Copy the items below word for word, beginning with the line that contains "If you could tag the pink pajama top" and ending after the line that contains "<point>351,195</point>".

----------

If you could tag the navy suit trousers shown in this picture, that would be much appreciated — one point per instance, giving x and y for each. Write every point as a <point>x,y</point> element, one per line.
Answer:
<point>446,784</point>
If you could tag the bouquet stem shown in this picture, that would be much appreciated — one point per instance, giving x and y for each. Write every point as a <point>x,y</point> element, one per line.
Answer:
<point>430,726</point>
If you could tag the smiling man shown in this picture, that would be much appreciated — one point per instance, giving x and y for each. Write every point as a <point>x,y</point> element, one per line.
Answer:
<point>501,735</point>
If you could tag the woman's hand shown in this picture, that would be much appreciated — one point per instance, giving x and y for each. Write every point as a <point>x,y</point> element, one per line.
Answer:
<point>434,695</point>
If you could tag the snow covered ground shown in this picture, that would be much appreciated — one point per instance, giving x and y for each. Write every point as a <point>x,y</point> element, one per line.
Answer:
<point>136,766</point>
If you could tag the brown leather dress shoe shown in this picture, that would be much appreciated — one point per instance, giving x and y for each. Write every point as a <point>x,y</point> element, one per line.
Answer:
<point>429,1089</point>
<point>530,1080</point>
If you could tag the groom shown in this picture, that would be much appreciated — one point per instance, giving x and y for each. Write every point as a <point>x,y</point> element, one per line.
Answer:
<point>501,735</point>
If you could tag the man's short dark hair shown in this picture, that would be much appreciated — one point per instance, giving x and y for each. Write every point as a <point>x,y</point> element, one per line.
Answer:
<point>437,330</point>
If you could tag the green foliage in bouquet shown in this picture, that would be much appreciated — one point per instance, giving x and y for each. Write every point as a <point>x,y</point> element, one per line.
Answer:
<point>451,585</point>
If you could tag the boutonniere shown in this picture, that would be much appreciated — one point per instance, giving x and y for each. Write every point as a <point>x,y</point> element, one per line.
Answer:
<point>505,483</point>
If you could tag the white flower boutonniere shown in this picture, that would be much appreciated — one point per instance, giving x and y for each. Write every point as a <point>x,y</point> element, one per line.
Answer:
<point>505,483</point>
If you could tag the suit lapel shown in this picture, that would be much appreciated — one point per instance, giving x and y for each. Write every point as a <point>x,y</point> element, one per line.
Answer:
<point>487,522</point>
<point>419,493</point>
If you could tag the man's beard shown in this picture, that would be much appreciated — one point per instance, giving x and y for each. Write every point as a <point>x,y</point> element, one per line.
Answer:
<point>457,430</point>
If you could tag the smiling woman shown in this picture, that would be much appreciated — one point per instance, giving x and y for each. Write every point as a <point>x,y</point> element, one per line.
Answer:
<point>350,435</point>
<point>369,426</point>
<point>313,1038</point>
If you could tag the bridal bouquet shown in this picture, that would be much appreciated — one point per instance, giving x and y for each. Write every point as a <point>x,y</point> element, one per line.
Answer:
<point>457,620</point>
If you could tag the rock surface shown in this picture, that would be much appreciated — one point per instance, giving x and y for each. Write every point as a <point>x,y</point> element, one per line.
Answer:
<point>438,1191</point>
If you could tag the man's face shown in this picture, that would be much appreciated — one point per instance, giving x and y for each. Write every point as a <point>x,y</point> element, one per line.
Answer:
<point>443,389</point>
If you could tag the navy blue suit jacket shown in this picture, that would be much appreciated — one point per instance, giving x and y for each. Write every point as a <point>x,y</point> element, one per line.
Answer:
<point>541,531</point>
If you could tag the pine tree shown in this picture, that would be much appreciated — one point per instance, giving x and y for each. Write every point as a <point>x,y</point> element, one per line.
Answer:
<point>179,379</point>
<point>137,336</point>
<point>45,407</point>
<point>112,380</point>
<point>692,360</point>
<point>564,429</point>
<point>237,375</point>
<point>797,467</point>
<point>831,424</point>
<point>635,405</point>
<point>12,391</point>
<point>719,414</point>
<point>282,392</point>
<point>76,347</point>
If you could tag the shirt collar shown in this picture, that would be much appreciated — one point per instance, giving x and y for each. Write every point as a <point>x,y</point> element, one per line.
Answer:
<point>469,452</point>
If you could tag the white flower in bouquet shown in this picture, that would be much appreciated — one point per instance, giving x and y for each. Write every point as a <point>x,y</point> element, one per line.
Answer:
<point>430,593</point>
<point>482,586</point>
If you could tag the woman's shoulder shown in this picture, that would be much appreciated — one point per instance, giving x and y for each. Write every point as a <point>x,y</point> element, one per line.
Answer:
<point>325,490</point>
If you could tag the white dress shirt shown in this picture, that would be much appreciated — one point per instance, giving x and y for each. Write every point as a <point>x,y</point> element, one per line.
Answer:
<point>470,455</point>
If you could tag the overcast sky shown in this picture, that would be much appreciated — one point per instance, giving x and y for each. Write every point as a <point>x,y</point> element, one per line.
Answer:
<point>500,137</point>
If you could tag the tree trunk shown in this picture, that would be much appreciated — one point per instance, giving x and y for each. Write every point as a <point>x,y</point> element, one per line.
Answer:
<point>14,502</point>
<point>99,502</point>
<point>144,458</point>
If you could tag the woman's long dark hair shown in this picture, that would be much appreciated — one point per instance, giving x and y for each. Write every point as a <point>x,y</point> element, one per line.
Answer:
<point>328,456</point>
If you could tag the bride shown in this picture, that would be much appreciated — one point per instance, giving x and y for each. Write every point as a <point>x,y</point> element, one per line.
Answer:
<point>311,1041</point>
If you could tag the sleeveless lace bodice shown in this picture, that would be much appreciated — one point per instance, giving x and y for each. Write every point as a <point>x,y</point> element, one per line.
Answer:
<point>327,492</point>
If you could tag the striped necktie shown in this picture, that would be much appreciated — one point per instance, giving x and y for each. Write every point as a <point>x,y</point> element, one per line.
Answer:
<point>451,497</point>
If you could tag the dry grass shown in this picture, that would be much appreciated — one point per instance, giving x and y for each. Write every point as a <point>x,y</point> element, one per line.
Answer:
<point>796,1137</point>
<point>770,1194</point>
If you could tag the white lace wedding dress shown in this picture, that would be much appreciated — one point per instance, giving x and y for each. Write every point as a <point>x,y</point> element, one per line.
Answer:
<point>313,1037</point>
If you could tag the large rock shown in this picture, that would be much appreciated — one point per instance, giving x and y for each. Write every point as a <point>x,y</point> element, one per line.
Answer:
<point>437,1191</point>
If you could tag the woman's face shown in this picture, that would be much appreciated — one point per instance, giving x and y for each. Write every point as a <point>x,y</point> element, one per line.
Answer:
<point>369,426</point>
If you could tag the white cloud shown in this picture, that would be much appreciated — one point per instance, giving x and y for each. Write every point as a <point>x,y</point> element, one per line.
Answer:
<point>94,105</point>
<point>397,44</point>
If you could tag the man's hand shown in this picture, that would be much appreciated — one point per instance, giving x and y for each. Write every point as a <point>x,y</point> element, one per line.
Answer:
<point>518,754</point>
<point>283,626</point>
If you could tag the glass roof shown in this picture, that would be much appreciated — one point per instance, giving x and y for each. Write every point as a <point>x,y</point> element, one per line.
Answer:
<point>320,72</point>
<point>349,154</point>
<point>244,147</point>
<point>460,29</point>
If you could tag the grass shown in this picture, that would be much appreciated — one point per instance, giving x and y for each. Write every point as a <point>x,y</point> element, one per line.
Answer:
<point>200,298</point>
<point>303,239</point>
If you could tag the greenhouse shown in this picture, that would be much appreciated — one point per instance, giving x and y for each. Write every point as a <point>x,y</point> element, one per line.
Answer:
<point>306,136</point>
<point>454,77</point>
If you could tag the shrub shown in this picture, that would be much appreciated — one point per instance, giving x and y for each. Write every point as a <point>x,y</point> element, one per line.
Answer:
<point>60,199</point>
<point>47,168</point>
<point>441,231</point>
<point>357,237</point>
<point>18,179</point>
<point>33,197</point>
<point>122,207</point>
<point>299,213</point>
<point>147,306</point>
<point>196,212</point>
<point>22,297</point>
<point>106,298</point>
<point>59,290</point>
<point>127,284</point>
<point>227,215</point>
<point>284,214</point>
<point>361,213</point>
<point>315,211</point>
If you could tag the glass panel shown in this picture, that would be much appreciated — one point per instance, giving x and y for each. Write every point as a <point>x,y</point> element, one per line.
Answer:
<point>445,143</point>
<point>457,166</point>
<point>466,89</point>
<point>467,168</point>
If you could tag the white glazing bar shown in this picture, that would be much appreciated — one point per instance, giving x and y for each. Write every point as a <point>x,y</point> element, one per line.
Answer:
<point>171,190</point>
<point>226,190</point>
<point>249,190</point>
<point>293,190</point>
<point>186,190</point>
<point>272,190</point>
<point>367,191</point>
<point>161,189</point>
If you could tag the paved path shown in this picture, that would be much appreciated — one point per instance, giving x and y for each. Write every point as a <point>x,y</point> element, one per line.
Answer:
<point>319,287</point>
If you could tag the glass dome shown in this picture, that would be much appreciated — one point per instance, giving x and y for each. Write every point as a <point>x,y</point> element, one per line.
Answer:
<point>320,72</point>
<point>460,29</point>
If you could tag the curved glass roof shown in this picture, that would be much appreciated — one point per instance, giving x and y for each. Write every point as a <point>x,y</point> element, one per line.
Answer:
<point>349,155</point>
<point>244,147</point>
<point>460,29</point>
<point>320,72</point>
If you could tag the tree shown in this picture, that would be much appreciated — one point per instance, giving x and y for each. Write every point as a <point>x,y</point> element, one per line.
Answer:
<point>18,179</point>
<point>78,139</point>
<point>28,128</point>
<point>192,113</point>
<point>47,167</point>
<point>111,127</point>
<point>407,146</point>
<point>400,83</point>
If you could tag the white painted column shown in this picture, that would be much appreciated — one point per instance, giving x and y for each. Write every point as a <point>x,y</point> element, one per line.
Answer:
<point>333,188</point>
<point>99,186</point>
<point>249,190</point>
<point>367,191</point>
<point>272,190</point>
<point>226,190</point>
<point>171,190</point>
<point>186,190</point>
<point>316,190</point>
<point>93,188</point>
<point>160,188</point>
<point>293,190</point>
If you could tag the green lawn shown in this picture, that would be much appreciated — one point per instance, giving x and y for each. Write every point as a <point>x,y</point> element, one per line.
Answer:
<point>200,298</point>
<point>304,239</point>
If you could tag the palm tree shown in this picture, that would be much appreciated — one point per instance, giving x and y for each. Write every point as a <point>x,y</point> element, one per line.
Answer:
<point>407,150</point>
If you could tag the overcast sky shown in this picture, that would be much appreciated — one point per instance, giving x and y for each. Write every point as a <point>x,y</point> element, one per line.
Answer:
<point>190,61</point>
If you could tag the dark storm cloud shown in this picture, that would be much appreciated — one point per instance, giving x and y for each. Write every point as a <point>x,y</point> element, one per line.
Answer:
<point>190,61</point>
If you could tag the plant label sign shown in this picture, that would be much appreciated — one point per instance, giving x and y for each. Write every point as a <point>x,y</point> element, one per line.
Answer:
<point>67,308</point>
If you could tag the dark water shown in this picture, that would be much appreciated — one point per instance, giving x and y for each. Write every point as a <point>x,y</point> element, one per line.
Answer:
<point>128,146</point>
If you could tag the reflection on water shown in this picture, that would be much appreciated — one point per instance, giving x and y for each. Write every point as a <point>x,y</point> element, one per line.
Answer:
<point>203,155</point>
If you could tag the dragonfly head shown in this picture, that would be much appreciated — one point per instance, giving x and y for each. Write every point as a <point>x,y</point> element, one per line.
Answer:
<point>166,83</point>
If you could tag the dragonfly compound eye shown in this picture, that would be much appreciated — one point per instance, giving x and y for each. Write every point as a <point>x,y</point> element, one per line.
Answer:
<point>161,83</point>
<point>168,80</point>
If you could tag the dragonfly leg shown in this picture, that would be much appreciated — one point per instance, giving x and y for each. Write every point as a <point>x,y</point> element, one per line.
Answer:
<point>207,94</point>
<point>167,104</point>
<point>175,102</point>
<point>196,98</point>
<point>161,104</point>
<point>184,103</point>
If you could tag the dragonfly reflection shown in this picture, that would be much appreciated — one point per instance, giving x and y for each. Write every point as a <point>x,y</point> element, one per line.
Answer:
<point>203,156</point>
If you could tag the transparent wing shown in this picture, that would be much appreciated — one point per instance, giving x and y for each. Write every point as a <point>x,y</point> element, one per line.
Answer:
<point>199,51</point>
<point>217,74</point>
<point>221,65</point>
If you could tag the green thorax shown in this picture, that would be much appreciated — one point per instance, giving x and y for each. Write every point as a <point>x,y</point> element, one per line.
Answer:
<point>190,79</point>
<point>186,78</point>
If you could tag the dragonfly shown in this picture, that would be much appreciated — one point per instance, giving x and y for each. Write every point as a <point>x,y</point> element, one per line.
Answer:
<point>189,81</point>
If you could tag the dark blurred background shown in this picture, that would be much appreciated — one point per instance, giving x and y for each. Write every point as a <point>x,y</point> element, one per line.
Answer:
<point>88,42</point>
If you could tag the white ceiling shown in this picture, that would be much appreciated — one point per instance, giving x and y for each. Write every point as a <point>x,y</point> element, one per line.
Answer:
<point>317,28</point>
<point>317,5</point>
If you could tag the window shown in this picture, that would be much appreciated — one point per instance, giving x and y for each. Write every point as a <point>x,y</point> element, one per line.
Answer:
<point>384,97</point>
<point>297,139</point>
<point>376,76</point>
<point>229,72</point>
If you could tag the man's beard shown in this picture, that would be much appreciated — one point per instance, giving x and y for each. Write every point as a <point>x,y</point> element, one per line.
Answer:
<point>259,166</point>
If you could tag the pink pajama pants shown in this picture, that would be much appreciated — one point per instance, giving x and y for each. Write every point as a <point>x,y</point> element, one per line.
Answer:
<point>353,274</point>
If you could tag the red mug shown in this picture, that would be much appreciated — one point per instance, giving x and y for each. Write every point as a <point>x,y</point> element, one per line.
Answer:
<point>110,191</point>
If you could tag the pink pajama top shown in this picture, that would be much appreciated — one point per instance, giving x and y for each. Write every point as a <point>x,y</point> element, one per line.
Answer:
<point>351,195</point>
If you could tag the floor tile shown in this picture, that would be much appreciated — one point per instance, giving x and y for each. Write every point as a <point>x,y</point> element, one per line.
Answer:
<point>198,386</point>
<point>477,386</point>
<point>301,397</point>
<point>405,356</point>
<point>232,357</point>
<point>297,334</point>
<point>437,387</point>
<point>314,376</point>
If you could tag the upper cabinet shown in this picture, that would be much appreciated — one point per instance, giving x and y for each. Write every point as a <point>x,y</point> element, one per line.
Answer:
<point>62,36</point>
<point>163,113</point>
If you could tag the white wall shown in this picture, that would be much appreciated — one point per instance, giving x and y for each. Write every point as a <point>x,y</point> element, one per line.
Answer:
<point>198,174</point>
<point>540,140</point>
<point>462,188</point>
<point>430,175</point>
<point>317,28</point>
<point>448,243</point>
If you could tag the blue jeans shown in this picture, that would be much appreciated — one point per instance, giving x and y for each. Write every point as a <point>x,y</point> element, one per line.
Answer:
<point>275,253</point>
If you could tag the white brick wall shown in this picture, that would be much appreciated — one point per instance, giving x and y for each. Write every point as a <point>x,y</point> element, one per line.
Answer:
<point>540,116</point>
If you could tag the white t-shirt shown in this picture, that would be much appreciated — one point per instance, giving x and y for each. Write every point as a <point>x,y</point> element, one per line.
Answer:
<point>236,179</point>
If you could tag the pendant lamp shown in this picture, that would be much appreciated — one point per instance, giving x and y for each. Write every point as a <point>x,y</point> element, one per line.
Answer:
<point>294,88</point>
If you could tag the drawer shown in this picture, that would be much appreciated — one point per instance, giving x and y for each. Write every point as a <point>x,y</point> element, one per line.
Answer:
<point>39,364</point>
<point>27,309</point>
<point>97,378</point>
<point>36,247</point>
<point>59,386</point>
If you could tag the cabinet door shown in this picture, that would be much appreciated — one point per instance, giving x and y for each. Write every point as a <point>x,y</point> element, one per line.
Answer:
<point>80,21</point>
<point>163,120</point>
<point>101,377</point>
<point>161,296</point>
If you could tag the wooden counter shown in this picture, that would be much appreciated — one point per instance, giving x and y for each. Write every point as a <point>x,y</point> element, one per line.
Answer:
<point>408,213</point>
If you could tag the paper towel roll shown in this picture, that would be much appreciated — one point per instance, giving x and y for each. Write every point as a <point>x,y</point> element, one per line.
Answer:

----------

Exercise output:
If you could tag the pink pajama top shown in this picture, that would be much appreciated — one point per instance, giving x and y for each. Write every point as a <point>x,y</point> element, one per line.
Answer:
<point>351,195</point>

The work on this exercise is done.